**Data**
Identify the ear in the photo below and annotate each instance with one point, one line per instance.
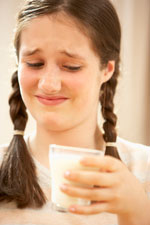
(108, 71)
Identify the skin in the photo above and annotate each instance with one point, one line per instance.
(77, 117)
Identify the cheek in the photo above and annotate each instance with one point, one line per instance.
(26, 80)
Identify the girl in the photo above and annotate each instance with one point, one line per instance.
(68, 61)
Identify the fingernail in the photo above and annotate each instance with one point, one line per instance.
(63, 187)
(72, 209)
(67, 173)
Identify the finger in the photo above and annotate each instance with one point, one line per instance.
(91, 178)
(104, 163)
(91, 209)
(93, 194)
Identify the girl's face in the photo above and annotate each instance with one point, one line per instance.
(59, 73)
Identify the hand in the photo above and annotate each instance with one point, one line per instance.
(116, 189)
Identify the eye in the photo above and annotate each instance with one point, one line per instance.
(72, 68)
(35, 65)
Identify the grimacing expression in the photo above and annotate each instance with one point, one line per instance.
(59, 73)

**Requirement**
Render every line of the records above as a JSON list of strings, one string per line, skipping blank lines and leaving out the pictures.

**Answer to this exercise**
[
  "Identify the ear in the photo below and annotate each instance with one point, one line per instance.",
  "(108, 71)",
  "Identify the skin in the photo above and annotate each instance with one point, one line per instance.",
  "(77, 117)",
  "Identify the cheek in the photo above and annotate each instance with one point, one line per instance.",
  "(26, 80)",
  "Identify the girl in the photo above and annotate each instance with one point, one line per instance.",
  "(68, 61)",
  "Identify the fingernail in the photo above and annotate each instance with one point, one line per instance.",
  "(63, 187)",
  "(72, 209)",
  "(67, 173)",
  "Identify the finger in the photo above and annotate each instance with one point, one line per instance.",
  "(91, 178)",
  "(104, 163)",
  "(91, 209)",
  "(93, 194)",
  "Identify the girl's face in the photo above and annotate each instance with one point, one line per instance.",
  "(59, 73)",
  "Identify the hand in the photo above and annotate each instance with one point, one line per instance.",
  "(116, 189)",
  "Identify the eye in the photo above and annotate each instance with one point, one line per instance.",
  "(72, 68)",
  "(35, 65)",
  "Identify the grimacing expression in the photo above and annotate each instance with one point, one line per instance.",
  "(59, 73)"
]